TAREFAS E EXERCÍCIOS —
• 1. Transcreva do acórdão, sem qualquer alteração, o trecho que começa nas palavras que contêm "Acórdão do Tribunal" e termina depois de "CRIMINAL - JUIZ 2)".
• 2. Reescreva em forma de lista o parágrafo do acórdão que começa por "I- A fatualidade denunciada", mantendo os factos principais.
• 3. Traduza para inglês a seguinte frase do acórdão: "A... , denunciante nos autos, veio interpor recurso do despacho que a condenou no pagamento de 6 UC, por utilização abusiva do processo, nos termos do disposto no artigo 520º do CPP."

EXCERTO DO TEXTO —
>>>
Acórdão do Tribunal da Relação de Coimbra
Processo:
8776/11.3TDLSB.C1
Nº Convencional: JTRC
Relator: ELISA SALES
Descritores: INQUÉRITO
DENÚNCIA
UTILIZAÇÃO ABUSIVA DO PROCESSO
Data do Acordão: 01/15/2014
Votação: UNANIMIDADE
Tribunal Recurso: COMARCA DO BAIXO VOUGA (JUÍZO DE INSTRUÇÃO CRIMINAL - JUIZ 2)
Texto Integral: S
Meio Processual: RECURSO CRIMINAL
Decisão: CONFIRMADA
Legislação Nacional: ARTIGO 277.º, N.º 5, DO CPP
Sumário: Nos termos e para os efeitos previstos no n.º 5 do artigo 277.º do CPP, existe utilização abusiva do processo, reveladora de má-fé, quando o denunciante, em dois momentos temporais distintos, apresenta denúncia pelos mesmos factos, perante diferentes Serviços do Ministério Público, não obstante ter sido notificado de que os factos objecto da primeira denúncia não constituíam qualquer ilícito penal.
Decisão Texto Integral: Acordam, em conferência, na secção criminal do Tribunal da Relação de Coimbra

I - RELATÓRIO

A... , denunciante nos autos, veio interpor recurso do despacho que a condenou no pagamento de 6 UC, por utilização abusiva do processo, nos termos do disposto no artigo 520º do CPP.

A razão da sua discordância encontra‑se expressa na respectiva motivação de onde retirou as seguintes conclusões:

I- A fatualidade denunciada, constante da motivação de recurso, não é passível de subsumir o conceito de utilização abusiva do processo, face a diversidade dos fatos denunciados neste inquérito, não tendo a recorrente denunciado de má fé, nem com negligência grave, tendo apenas exercido um direito legítimo de queixa/denúncia, porque ficou lesada com os fatos supra descritos na motivação de recurso, não sendo os fatos denunciados os mesmos, nem os denunciados os mesmos, não se tratando de repetição de queixas sobre os mesmos fatos, mas sobre novos fatos, ocorridos posteriormente ao arquivamento da anterior queixa.
<<<
LINHAS DE DADOS —
>>>
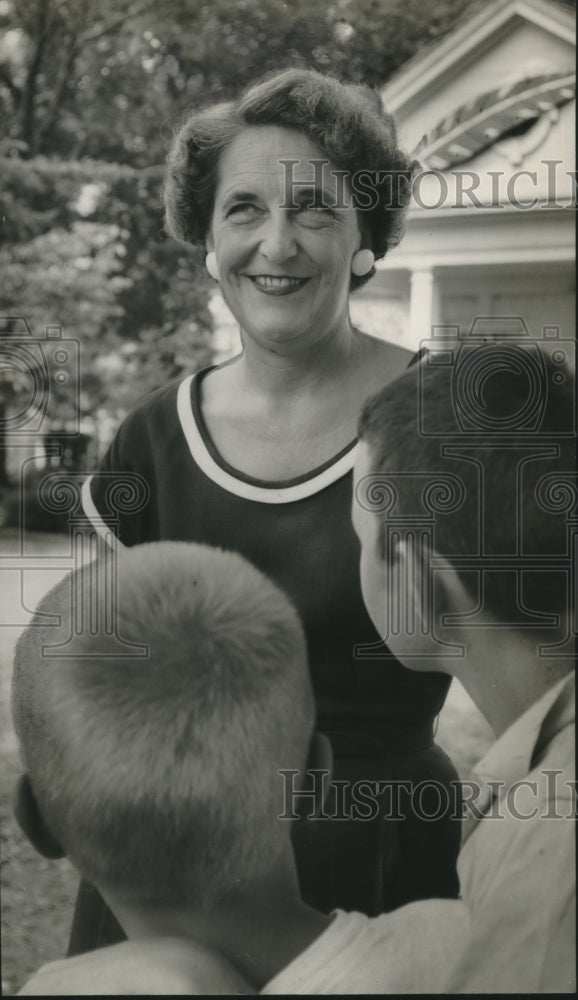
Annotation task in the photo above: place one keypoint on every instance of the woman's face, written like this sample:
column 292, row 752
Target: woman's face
column 284, row 271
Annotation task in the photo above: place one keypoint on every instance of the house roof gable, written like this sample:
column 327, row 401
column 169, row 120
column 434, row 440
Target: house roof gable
column 473, row 35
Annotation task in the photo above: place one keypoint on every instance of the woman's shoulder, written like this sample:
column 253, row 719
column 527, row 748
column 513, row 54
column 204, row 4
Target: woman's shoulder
column 160, row 404
column 386, row 359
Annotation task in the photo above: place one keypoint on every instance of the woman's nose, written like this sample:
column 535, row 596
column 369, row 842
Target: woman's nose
column 278, row 238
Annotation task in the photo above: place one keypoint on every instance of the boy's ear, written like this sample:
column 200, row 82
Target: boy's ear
column 31, row 822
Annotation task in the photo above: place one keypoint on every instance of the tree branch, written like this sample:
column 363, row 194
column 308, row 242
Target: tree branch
column 29, row 109
column 134, row 10
column 6, row 79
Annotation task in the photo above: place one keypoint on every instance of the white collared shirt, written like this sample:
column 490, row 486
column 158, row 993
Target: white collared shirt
column 517, row 864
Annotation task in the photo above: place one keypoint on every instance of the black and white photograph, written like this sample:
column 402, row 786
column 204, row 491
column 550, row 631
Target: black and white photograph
column 288, row 497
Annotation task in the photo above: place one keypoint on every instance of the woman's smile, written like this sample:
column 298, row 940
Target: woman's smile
column 272, row 284
column 269, row 247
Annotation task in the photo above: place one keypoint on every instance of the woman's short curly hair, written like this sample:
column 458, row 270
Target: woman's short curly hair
column 346, row 121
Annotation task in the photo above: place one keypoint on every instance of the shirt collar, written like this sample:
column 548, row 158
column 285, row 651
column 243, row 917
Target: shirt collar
column 510, row 758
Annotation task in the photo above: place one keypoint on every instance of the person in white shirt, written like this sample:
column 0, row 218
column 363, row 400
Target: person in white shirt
column 464, row 499
column 154, row 753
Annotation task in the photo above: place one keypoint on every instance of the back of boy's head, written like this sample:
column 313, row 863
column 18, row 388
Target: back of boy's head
column 487, row 461
column 158, row 775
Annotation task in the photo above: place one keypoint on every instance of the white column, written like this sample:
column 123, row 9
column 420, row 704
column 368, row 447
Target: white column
column 421, row 305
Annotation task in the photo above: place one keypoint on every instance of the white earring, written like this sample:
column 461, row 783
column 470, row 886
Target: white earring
column 362, row 263
column 211, row 265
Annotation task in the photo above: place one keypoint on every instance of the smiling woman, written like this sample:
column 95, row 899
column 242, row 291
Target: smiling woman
column 256, row 455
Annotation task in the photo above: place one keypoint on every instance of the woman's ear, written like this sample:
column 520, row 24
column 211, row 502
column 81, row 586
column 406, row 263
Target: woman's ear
column 31, row 821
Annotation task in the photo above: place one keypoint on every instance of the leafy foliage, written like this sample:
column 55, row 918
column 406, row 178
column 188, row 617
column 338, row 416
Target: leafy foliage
column 91, row 94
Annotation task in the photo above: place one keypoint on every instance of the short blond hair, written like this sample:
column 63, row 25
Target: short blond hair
column 159, row 774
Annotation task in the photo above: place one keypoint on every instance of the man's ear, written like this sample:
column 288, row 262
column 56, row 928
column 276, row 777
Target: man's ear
column 435, row 596
column 320, row 758
column 31, row 822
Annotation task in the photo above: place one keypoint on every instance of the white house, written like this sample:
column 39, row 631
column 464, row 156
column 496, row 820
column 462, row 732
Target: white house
column 489, row 113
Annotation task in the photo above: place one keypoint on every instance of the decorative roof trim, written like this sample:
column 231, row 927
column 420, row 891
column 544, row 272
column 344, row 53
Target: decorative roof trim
column 480, row 122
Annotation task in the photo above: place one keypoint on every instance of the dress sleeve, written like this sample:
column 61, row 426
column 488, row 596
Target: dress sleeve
column 116, row 498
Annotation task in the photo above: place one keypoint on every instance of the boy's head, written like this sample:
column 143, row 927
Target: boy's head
column 458, row 500
column 158, row 774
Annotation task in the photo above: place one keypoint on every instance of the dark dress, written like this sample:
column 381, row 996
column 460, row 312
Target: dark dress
column 378, row 715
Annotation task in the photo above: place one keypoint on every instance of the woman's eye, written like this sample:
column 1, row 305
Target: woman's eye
column 242, row 212
column 319, row 209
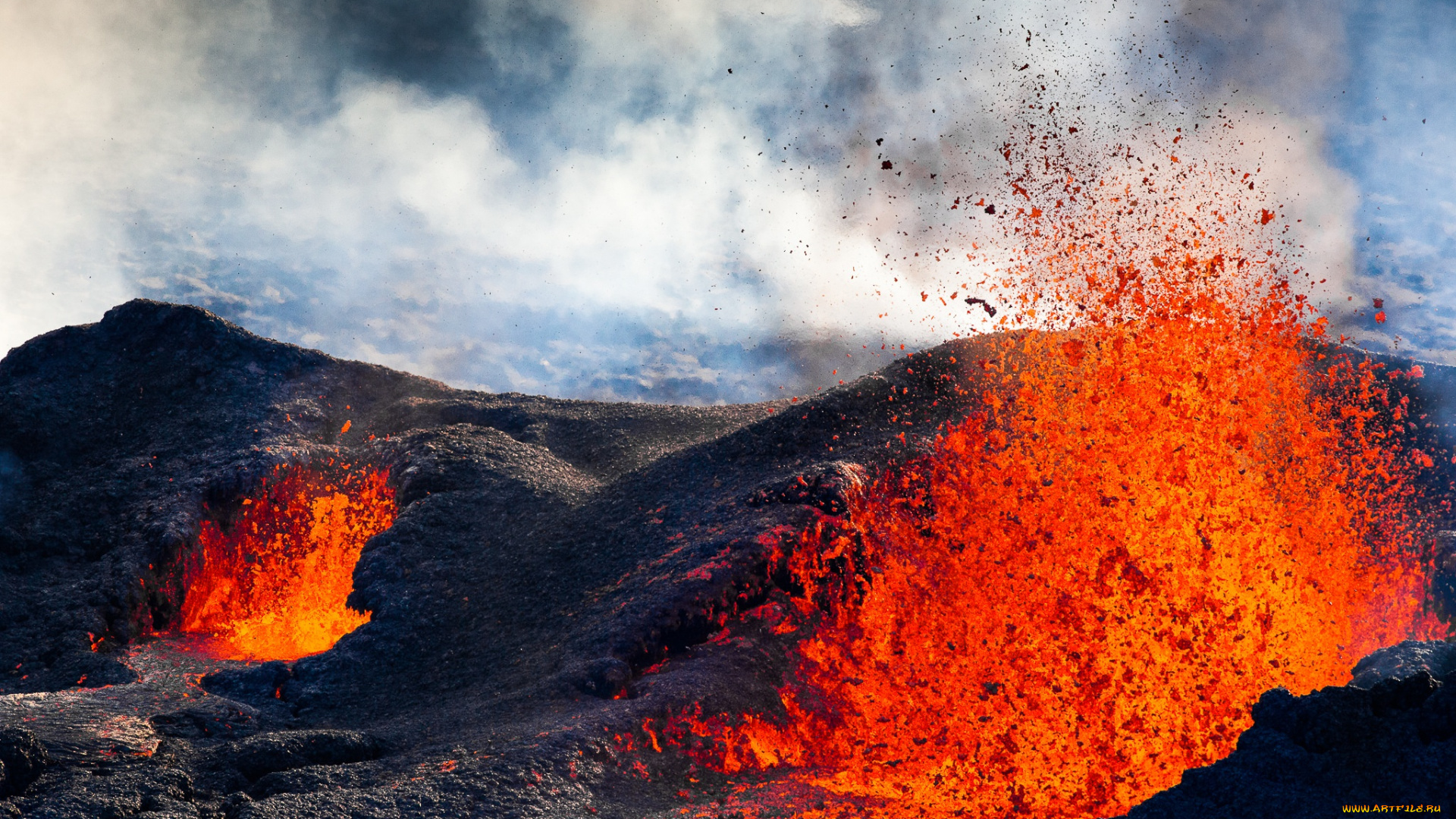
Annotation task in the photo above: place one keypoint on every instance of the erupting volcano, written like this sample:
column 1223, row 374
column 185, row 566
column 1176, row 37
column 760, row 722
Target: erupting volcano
column 1177, row 496
column 270, row 582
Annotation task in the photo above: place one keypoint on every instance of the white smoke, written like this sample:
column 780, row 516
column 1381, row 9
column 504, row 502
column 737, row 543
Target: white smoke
column 582, row 200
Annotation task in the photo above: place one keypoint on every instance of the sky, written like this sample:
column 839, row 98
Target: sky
column 669, row 200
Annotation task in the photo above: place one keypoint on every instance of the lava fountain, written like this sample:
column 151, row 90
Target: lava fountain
column 271, row 580
column 1175, row 496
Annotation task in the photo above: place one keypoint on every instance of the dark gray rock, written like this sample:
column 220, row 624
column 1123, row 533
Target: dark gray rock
column 284, row 751
column 22, row 758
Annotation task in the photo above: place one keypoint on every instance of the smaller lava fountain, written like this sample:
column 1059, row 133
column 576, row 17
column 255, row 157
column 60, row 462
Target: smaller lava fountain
column 271, row 582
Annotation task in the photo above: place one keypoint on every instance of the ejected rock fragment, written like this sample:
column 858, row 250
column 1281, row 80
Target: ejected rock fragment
column 826, row 487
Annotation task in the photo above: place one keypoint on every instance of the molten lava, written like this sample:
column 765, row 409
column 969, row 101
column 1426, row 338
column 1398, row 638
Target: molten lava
column 271, row 582
column 1171, row 502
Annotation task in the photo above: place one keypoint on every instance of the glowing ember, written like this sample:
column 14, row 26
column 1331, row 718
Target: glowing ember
column 1171, row 503
column 273, row 582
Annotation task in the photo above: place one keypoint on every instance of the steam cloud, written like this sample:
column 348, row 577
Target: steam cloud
column 582, row 200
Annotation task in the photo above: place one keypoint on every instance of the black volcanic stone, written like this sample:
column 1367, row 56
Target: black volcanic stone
column 22, row 758
column 284, row 751
column 1341, row 745
column 254, row 686
column 557, row 576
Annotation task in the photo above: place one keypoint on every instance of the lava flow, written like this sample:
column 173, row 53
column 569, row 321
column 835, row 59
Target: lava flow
column 1175, row 496
column 271, row 582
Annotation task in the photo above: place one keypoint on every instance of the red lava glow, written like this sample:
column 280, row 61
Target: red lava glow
column 1175, row 496
column 271, row 583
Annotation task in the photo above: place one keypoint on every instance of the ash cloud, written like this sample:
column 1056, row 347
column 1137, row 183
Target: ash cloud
column 582, row 200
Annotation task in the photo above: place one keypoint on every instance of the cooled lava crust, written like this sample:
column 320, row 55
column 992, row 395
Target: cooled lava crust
column 555, row 576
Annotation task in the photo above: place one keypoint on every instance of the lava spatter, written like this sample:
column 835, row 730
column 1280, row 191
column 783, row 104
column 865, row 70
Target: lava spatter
column 271, row 582
column 1174, row 497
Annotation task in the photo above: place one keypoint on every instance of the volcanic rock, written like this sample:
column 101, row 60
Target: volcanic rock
column 1389, row 744
column 20, row 760
column 558, row 573
column 284, row 751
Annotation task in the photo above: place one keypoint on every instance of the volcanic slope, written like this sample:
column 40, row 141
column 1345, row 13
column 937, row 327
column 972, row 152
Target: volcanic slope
column 558, row 573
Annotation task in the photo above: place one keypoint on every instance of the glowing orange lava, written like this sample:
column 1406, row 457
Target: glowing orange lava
column 1171, row 502
column 273, row 582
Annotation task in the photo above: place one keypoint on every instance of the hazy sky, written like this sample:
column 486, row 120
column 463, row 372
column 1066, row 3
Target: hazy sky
column 669, row 200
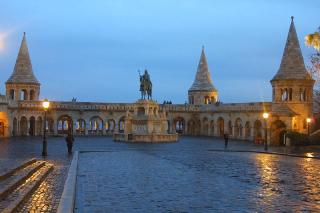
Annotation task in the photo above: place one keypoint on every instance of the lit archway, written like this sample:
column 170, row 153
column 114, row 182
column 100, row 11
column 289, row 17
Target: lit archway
column 257, row 131
column 23, row 126
column 278, row 129
column 220, row 126
column 179, row 125
column 64, row 124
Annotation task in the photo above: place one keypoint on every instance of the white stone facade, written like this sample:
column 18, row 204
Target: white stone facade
<<<
RESPOSTAS DO EXERCÍCIO —
• 1.
Acórdão do Tribunal da Relação de Coimbra
Processo:
8776/11.3TDLSB.C1
Nº Convencional: JTRC
Relator: ELISA SALES
Descritores: INQUÉRITO
DENÚNCIA
UTILIZAÇÃO ABUSIVA DO PROCESSO
Data do Acordão: 01/15/2014
Votação: UNANIMIDADE
Tribunal Recurso: COMARCA DO BAIXO VOUGA (JUÍZO DE INSTRUÇÃO CRIMINAL - JUIZ 2)

• 2.
- Os factos denunciados não configuram utilização abusiva do processo, por serem diferentes dos denunciados antes.
- A recorrente não denunciou de má-fé nem com negligência grave.
- Exerceu apenas um direito legítimo de queixa/denúncia, por ter ficado lesada com os factos descritos na motivação de recurso.
- Nem os factos nem os denunciados são os mesmos, pelo que não há repetição de queixas.
- Trata-se de factos novos, ocorridos depois do arquivamento da queixa anterior.

• 3. A..., the complainant in the case, filed an appeal against the order that sentenced her to pay 6 UC for abusive use of the proceedings, under the provisions of Article 520 of the CPP.